ACTIVITY: Repeat exactly, and only, the lines from the line containing "Target: suit lapel" through the last line of the records below, including both.

--- START ---

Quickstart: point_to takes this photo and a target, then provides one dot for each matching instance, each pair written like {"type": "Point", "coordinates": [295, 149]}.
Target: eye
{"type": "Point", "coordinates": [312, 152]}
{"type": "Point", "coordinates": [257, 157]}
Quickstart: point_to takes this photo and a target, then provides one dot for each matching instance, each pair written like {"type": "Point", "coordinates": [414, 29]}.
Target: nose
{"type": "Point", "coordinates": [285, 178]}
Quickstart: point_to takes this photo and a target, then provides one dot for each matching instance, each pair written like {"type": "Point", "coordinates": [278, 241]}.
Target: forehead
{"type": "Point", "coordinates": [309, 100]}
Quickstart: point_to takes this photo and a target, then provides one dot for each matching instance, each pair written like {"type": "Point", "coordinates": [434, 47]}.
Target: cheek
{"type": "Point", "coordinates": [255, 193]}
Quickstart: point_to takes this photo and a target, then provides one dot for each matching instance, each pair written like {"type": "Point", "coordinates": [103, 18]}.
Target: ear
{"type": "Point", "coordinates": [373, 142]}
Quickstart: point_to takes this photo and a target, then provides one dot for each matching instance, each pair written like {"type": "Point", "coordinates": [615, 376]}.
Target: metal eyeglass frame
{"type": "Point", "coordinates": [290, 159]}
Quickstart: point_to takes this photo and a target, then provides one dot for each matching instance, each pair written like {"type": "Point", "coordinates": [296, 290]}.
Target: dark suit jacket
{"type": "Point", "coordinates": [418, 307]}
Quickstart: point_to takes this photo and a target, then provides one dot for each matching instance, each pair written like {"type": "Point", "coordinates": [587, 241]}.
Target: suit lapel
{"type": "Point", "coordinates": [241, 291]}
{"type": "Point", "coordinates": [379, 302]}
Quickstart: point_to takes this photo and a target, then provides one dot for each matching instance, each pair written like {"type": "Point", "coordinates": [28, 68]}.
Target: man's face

--- END ---

RESPONSE:
Target: suit lapel
{"type": "Point", "coordinates": [241, 291]}
{"type": "Point", "coordinates": [379, 302]}
Quickstart: point_to takes this photo and a target, then provides one dot for each matching instance, each pair written like {"type": "Point", "coordinates": [28, 68]}.
Target: man's face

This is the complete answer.